(Record set begins)
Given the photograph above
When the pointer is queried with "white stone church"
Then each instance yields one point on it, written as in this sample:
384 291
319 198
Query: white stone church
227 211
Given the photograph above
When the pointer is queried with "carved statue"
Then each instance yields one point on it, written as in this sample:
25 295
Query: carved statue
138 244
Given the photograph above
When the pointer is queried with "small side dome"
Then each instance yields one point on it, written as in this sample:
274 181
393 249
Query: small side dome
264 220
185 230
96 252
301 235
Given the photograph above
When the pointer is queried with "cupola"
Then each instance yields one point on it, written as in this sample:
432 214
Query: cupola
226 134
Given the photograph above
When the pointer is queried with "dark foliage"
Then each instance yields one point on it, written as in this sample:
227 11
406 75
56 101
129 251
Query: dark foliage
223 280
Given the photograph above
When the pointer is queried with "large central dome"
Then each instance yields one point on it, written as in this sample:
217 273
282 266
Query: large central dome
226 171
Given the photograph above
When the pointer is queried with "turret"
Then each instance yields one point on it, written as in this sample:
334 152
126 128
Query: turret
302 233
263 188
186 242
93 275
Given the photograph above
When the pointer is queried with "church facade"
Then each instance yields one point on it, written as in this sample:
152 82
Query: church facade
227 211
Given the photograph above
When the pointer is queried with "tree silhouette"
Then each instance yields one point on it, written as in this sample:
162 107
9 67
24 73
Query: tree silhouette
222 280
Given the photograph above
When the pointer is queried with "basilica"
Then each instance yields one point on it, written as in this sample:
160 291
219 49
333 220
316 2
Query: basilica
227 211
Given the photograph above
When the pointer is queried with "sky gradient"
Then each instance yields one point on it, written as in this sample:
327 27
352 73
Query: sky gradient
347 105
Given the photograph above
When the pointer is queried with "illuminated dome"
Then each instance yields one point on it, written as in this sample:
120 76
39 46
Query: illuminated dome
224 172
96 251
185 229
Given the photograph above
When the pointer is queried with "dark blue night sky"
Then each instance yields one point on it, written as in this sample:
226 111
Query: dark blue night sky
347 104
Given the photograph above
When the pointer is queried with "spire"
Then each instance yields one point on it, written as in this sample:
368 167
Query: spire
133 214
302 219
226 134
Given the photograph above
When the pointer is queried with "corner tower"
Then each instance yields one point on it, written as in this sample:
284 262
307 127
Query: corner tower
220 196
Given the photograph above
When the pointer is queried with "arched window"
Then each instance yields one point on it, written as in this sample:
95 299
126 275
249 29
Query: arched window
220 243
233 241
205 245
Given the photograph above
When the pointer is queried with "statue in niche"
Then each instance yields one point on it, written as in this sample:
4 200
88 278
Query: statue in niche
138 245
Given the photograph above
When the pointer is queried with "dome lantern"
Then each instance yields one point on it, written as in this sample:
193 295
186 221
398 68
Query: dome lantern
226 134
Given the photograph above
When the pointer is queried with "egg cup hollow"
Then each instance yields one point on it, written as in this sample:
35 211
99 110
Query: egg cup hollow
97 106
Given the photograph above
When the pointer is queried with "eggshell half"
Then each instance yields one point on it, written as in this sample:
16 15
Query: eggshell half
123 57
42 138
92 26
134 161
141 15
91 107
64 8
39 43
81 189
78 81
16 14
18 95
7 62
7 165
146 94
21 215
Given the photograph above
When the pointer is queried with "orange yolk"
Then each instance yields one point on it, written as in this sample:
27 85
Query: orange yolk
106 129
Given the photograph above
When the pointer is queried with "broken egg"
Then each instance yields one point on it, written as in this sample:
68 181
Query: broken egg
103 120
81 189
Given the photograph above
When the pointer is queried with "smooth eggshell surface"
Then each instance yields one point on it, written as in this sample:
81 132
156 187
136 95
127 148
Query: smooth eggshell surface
(Record set ends)
Required action ▸ Transcribe all of the data so that each line matches the source exactly.

Solution for this problem ▸
Given the photograph above
When the pointer is queried with "white stone church"
Then each instance yields one point on it, written as in this sample:
384 291
319 198
Query: white stone church
227 211
Given the photograph above
When the pointer is queried with "carved statue"
Then each instance yields one point on it, written as in this sample:
25 295
Query: carved statue
138 244
Given the photograph above
When the pointer is queried with "small side dome"
Then each instance yields one point on it, written as in this sample:
274 181
393 249
Query: small side dome
264 220
185 230
96 252
301 235
Given the photograph above
When the pointer is queried with "cupola"
Then each instance yields one point on it, written as in this sample:
432 214
Query: cupola
226 134
Given the photograph above
When the pointer is queried with "dark foliage"
Then each instance yields one point on it, written as in this sample:
227 11
406 75
56 101
129 251
Query: dark foliage
223 280
Given the photograph above
When the pointer is queried with "large central dome"
Then each instance yields one point on it, written as in this sample:
217 273
282 266
Query: large central dome
226 171
Given the photograph above
When the pointer is queried with "turret"
Then each instance yields one point on it, written as in this sample:
334 152
126 128
Query: turret
302 233
263 188
186 242
93 275
Given the photograph above
When the pointer is queried with "church facade"
Then each instance yields one point on it, written as in this sample:
152 82
Query: church facade
227 211
Given the photograph above
When the pointer is queried with "tree silhouette"
Then each instance yields one point on it, written as in this sample:
162 107
9 67
24 73
Query: tree silhouette
222 280
Given the photograph above
When the pointer is queried with "basilica"
Then each instance yields one point on it, written as in this sample:
160 291
219 49
333 220
316 2
Query: basilica
227 211
Given the photograph above
When the pointer is queried with "sky gradient"
Then each instance yields one point on it, written as in this sample:
327 27
352 73
Query: sky gradient
347 105
Given the photograph above
When the pointer is queried with "illuminated dome"
Then each instance yields one point on it, written as in this sample:
120 76
39 46
Query: illuminated dome
224 172
96 251
185 229
Given the photograph above
When the pointer is queried with "dark blue night sky"
Then each instance yields one point on it, written as in this sample:
226 111
Query: dark blue night sky
347 104
Given the photograph above
When the pointer is queried with "spire"
Then each instance yields one point on it, written as in this sample:
368 167
Query: spire
133 214
302 219
226 134
Given the photograph above
When the pointer is queried with "corner tower"
Then each instance yields one point on it, written as in this sample:
284 262
307 127
Query: corner tower
220 196
Given the photograph above
When the pointer is queried with "arched window"
Then each instance yields one point on it, written as in this sample:
95 299
126 275
249 29
Query: arched window
220 243
233 241
205 245
Given the photograph above
When the pointer is queried with "statue in niche"
Then each instance yields one point on it, written as in this sample:
4 200
88 278
Query: statue in niche
138 245
Given the photograph above
When the pointer is queried with "dome lantern"
Then each instance yields one point on it, written as in this sample:
193 295
186 221
398 68
Query: dome lantern
226 134
Given the photograph above
When the pointer is queried with "egg cup hollow"
Then each instance yields one point on it, written as in this sample:
35 211
99 110
Query: egg cup hollow
97 106
Given the photograph above
When the pointer is queried with "eggshell half"
Then each instance yields one point on it, written as in this sample:
16 15
Query: eggshell half
123 57
42 138
92 26
134 161
141 15
91 107
64 8
39 43
81 189
78 81
16 14
18 95
7 62
7 165
146 94
21 215
Given the photograph above
When the pointer is queried with "orange yolk"
Then each instance yields one point on it, written as in this sample:
27 85
Query: orange yolk
106 129
Given the photograph above
When the pointer is queried with "broken egg"
Then each instance yields one point on it, written as in this sample:
68 181
Query: broken egg
103 120
81 189
Given the photograph above
When the pointer is queried with "smooth eggshell surface"
Then each instance yields one point on it, written as in this sample:
81 132
156 187
136 95
127 148
Query: smooth eggshell surface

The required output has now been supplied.